**Task prompt**
Using the listing below, keep only the lines with the word "uniform" and copy them.

BEGIN

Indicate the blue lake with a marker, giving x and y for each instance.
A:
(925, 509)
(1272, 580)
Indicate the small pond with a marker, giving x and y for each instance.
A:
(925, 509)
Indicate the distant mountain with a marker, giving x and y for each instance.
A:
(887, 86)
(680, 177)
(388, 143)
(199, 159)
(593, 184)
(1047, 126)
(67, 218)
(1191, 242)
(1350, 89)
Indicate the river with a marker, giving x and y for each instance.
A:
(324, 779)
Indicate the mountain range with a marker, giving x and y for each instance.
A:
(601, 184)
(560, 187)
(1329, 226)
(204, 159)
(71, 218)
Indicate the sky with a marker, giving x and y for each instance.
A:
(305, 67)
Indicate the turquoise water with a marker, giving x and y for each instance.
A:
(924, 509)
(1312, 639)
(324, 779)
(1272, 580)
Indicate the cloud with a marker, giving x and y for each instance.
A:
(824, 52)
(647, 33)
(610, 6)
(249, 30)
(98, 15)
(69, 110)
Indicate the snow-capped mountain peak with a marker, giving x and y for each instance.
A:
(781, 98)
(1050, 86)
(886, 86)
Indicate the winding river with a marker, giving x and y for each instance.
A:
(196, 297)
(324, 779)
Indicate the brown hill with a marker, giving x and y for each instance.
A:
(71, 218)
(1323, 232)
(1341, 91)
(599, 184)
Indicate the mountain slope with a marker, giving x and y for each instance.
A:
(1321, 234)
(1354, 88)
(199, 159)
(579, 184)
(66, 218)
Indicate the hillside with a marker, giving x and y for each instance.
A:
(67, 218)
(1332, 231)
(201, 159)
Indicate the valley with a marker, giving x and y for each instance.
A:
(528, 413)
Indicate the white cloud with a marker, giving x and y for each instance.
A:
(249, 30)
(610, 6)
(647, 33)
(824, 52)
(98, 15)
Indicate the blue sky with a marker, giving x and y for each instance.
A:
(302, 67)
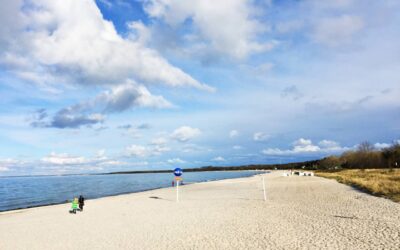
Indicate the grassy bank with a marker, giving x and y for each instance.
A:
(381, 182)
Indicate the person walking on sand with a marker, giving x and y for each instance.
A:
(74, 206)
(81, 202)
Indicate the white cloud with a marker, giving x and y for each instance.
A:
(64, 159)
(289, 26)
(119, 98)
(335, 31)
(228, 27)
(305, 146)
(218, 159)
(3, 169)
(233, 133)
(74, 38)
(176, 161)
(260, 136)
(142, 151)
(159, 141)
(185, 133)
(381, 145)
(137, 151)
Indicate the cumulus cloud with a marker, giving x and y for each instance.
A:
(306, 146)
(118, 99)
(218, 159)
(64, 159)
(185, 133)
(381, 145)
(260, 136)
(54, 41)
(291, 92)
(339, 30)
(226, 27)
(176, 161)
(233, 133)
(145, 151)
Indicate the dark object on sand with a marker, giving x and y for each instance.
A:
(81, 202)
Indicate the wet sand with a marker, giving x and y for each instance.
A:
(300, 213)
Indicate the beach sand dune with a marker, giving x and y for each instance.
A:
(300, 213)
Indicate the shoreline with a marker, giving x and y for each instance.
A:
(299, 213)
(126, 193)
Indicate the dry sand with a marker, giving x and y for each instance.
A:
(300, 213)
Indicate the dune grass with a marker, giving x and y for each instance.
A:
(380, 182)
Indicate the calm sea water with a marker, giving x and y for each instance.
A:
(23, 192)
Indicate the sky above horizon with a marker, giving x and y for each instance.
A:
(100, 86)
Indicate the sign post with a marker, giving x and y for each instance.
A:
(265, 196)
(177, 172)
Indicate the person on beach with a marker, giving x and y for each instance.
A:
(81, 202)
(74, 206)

END
BEGIN

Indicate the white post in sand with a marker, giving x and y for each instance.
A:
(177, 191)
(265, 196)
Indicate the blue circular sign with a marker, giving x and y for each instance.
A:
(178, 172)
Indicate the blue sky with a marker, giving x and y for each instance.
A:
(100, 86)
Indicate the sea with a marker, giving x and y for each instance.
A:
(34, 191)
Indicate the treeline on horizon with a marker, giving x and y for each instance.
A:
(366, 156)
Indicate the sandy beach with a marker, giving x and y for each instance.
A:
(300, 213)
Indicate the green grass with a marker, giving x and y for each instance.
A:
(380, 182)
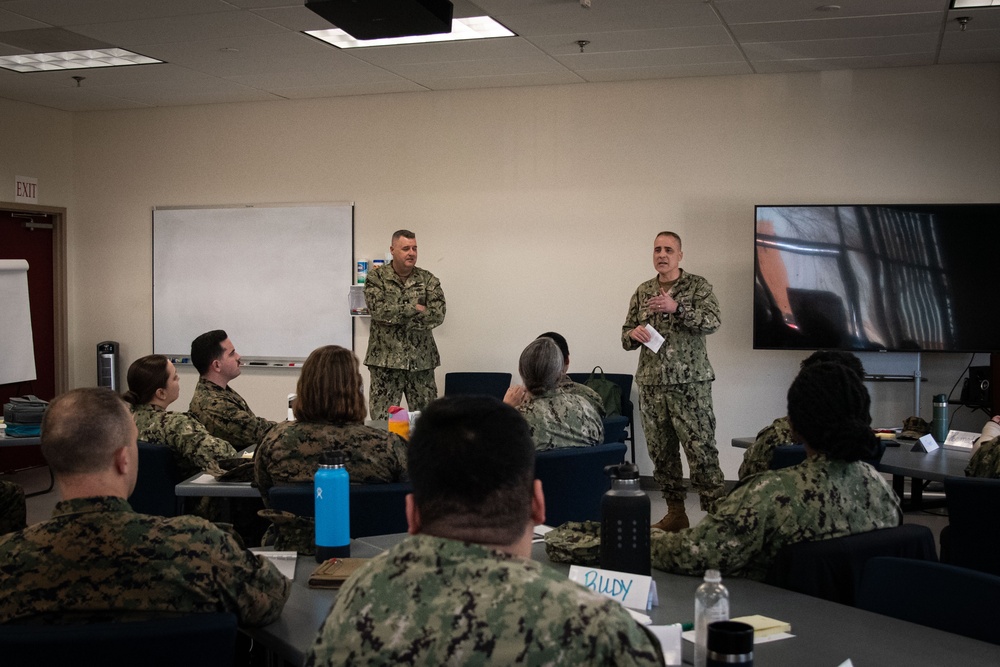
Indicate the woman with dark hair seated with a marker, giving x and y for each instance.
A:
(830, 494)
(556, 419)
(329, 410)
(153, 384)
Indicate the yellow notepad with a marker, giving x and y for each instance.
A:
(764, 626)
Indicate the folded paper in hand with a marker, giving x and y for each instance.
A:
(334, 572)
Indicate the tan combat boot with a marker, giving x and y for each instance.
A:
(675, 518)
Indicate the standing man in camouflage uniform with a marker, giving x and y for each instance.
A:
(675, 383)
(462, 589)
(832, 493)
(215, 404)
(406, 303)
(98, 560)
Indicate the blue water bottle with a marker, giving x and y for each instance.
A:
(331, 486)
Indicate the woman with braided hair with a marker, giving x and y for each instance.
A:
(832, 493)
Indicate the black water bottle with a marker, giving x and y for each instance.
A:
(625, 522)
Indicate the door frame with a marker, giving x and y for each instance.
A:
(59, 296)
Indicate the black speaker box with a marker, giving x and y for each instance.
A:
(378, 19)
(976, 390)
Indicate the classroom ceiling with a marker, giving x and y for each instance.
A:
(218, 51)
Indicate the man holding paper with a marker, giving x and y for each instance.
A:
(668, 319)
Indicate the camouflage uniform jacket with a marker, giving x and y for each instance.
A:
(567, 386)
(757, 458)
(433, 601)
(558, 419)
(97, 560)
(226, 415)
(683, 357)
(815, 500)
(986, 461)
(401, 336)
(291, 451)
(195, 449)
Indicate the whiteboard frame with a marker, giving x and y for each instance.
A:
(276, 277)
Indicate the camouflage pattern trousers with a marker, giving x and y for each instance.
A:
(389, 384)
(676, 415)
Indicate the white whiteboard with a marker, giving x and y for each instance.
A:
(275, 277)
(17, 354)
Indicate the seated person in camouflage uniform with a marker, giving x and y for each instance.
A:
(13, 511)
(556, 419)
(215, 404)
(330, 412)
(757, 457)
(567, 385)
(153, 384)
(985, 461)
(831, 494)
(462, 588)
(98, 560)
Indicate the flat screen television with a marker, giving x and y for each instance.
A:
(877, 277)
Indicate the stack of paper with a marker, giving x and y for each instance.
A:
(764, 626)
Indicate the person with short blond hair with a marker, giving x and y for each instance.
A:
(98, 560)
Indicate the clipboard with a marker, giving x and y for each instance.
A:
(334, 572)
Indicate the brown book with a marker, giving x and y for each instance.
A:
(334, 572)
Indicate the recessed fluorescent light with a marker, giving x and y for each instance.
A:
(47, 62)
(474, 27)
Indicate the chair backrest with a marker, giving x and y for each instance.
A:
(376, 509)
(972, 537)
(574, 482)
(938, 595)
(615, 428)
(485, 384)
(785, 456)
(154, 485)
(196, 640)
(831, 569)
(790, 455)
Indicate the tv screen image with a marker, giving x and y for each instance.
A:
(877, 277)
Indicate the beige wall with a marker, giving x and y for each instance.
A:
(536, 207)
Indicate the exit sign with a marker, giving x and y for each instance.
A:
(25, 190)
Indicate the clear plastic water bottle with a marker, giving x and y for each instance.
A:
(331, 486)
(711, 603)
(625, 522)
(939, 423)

END

**Answer area**
Indicate the standing man in camouflage uniform with a marker, giving x and y for each instance.
Indicate the camouflage uniform jacket with a marker, giving x and y for each instance.
Indicate the seated person in camouflage uniform with a marker, giving x and y for each instance.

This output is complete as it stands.